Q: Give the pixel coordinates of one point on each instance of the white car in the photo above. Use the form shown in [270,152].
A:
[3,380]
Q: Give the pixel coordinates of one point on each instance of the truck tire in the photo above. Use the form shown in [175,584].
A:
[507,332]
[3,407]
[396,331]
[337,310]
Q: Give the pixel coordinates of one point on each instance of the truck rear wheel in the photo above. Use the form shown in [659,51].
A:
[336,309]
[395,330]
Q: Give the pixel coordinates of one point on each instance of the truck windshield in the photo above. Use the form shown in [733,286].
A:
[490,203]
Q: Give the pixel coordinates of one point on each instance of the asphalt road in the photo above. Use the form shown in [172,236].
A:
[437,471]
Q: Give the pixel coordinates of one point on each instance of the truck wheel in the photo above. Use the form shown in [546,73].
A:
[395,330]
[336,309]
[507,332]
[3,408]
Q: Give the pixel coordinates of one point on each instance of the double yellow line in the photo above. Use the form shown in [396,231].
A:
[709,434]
══════════
- [Exercise objective]: Restate the data above word for word, omitting nothing.

- [Worked solution]:
Q: Give the pixel coordinates of one point on each instance of the white car in the photo above. Use the form shown in [270,152].
A:
[3,380]
Q: Give the pixel coordinates of one point on each instance of the truck tire in the photo above. Use the form shown in [175,584].
A:
[507,332]
[3,407]
[396,331]
[337,310]
Q: Give the pixel coordinates of one point on each instance of the truck rear wheel in the photo above. Use the form shown in [659,51].
A:
[336,309]
[395,330]
Q: Give the pixel coordinates of one point on each instance of the truck windshield in the photo above. Use the form shown in [733,286].
A:
[490,203]
Q: Give the pixel coordinates of one point on each instance of the asphalt road in the photo above. Use the form shown in [172,236].
A:
[437,471]
Q: Give the pixel coordinates of one point on each instance of the truck wheel in the photo above. Use the form shown in [546,73].
A:
[395,330]
[336,309]
[507,332]
[3,408]
Q: Give the pixel coordinates of one point on each instance of the double yellow line in the photo above. Use the form shown in [396,231].
A:
[709,434]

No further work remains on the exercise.